(Available data begins)

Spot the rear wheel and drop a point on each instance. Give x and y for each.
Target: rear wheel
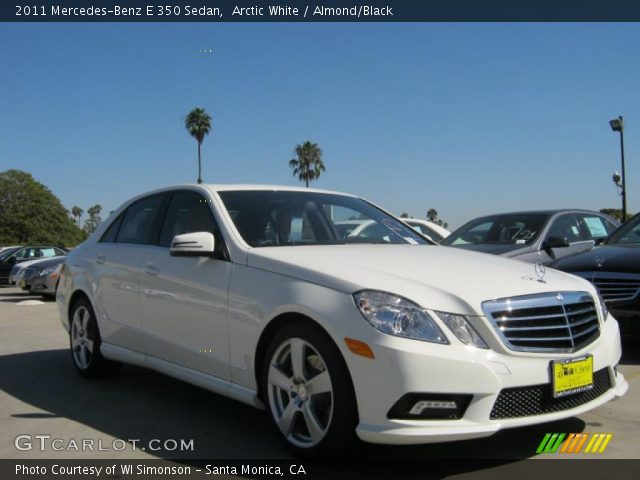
(84, 338)
(309, 392)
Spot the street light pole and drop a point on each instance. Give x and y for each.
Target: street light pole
(617, 125)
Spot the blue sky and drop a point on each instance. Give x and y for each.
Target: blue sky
(469, 119)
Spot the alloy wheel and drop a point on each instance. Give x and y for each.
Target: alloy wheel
(82, 343)
(300, 392)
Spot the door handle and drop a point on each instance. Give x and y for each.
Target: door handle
(151, 269)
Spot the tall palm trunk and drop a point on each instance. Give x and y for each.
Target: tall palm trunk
(199, 164)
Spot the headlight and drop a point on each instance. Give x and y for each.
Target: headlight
(462, 329)
(398, 316)
(603, 306)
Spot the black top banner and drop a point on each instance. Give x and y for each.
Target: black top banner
(321, 11)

(Available data ends)

> _Work request_:
Make an exact copy of the lines running from the one with "Target: door handle" to the last line of the listing, including both ends.

> _Solution for this task_:
Target: door handle
(151, 269)
Spot the tall palm trunk and drop a point on each instance. Give x and y for each.
Target: tall palm trunk
(199, 164)
Spot the headlight and drop a point on each instance. Give x and y for each.
Target: headlight
(462, 329)
(398, 316)
(603, 306)
Spot the black top banner and drop a point on each instance. Give x and y for each.
Target: black top banner
(321, 11)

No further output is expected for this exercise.